[Object outline annotations]

--- start ---

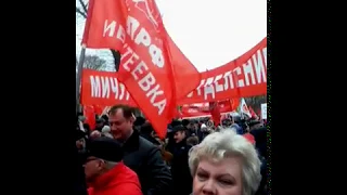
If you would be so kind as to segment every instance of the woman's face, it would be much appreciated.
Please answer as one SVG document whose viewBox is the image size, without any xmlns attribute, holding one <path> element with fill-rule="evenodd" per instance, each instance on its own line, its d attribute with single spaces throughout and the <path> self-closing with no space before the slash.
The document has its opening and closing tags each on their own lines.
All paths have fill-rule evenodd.
<svg viewBox="0 0 347 195">
<path fill-rule="evenodd" d="M 193 179 L 193 195 L 242 195 L 241 162 L 239 157 L 219 162 L 202 159 Z"/>
</svg>

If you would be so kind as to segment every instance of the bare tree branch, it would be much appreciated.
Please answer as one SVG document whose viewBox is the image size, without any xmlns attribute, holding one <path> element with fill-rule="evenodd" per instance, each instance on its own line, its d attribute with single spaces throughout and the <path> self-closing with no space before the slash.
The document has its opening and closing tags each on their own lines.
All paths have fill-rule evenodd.
<svg viewBox="0 0 347 195">
<path fill-rule="evenodd" d="M 85 3 L 83 0 L 78 0 L 79 4 L 82 6 L 82 11 L 76 6 L 76 12 L 79 13 L 82 17 L 87 18 L 88 13 L 88 4 L 89 2 Z M 119 64 L 120 64 L 120 53 L 116 50 L 111 50 L 112 56 L 114 58 L 115 69 L 118 72 Z"/>
<path fill-rule="evenodd" d="M 87 15 L 87 4 L 85 4 L 83 0 L 78 0 L 80 5 L 82 6 L 85 14 Z M 87 17 L 87 16 L 86 16 Z"/>
</svg>

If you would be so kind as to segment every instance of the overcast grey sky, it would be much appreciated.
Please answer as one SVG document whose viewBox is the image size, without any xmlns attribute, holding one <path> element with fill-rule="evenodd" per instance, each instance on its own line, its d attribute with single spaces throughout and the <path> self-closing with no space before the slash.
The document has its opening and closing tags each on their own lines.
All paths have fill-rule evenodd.
<svg viewBox="0 0 347 195">
<path fill-rule="evenodd" d="M 236 58 L 267 36 L 266 0 L 156 0 L 156 3 L 167 31 L 200 72 Z M 77 17 L 77 56 L 83 27 L 85 20 Z M 110 65 L 113 62 L 108 51 L 88 49 L 87 53 L 98 54 Z"/>
</svg>

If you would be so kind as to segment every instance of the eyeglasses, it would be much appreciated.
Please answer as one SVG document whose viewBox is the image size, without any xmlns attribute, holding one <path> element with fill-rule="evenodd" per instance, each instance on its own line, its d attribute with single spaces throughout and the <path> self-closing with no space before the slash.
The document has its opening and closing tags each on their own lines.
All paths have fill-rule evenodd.
<svg viewBox="0 0 347 195">
<path fill-rule="evenodd" d="M 103 159 L 100 159 L 100 158 L 87 158 L 83 162 L 83 167 L 86 164 L 88 164 L 89 161 L 92 161 L 92 160 L 101 160 L 101 161 L 104 161 Z"/>
</svg>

--- end ---

Task to complete: Could you give all of the material again with each "much appreciated" switched to "greatly appreciated", everything else unchanged and the pictures left out?

Response below:
If you would be so kind as to segment every instance of the woman's face, it would be greatly appreciated.
Please answer as one SVG document whose viewBox is the image size, without any xmlns attribute, holding one <path> element with fill-rule="evenodd" per instance, each instance on its own line, its d attribute with single spaces throughout and the <path> self-closing with no space before the slash.
The document has its opening and closing tags each on their own lines.
All paths have fill-rule evenodd.
<svg viewBox="0 0 347 195">
<path fill-rule="evenodd" d="M 193 179 L 193 195 L 242 195 L 241 162 L 239 157 L 219 162 L 202 159 Z"/>
</svg>

If you would be so kind as to segment every instance of the bare tree branch, it would be greatly appreciated.
Please answer as one SVG document whose viewBox is the image size, without any xmlns attribute, holding one <path> element with fill-rule="evenodd" per instance, each instance on its own line, its d attribute with single spaces throughout and the <path> self-closing with no space before the slash.
The document has its opening and closing tags each on their own lines.
All paths have fill-rule evenodd.
<svg viewBox="0 0 347 195">
<path fill-rule="evenodd" d="M 85 3 L 83 0 L 78 0 L 79 4 L 82 6 L 82 11 L 76 6 L 76 12 L 79 13 L 82 17 L 87 18 L 88 13 L 88 4 L 89 2 Z M 119 64 L 120 64 L 120 53 L 116 50 L 111 50 L 112 56 L 114 58 L 115 69 L 118 72 Z"/>
<path fill-rule="evenodd" d="M 87 15 L 87 4 L 85 4 L 83 0 L 78 0 L 80 5 L 82 6 L 85 14 Z M 87 17 L 87 16 L 86 16 Z"/>
</svg>

If you would be so kind as to segment every instance of the overcast grey sky, it would be greatly appreciated.
Please answer as one SVG document whose viewBox is the image size, without any xmlns attribute, holding one <path> element with fill-rule="evenodd" per instance, each instance on its own line, its d attribute with single spaces throughout and the <path> self-closing with no space before the slash.
The document has its opening and closing tags each on their own lines.
All paths have fill-rule evenodd.
<svg viewBox="0 0 347 195">
<path fill-rule="evenodd" d="M 236 58 L 267 36 L 266 0 L 156 0 L 156 3 L 167 31 L 200 72 Z M 77 17 L 77 56 L 83 27 L 85 20 Z M 110 65 L 113 62 L 108 51 L 88 49 L 87 53 L 98 54 Z"/>
</svg>

If you would be so kind as to segment every instance of the eyeglasses, it would be greatly appreciated.
Please answer as one SVG document whose viewBox is the image size, without any xmlns attribute, holding one <path> element with fill-rule="evenodd" per instance, each instance on its own line, its d attribute with single spaces throughout and the <path> self-closing with no space before the slash.
The document has its opening and closing tags each on their own lines.
All paths have fill-rule evenodd.
<svg viewBox="0 0 347 195">
<path fill-rule="evenodd" d="M 103 159 L 100 159 L 100 158 L 87 158 L 83 162 L 83 167 L 86 164 L 88 164 L 89 161 L 92 161 L 92 160 L 101 160 L 101 161 L 104 161 Z"/>
</svg>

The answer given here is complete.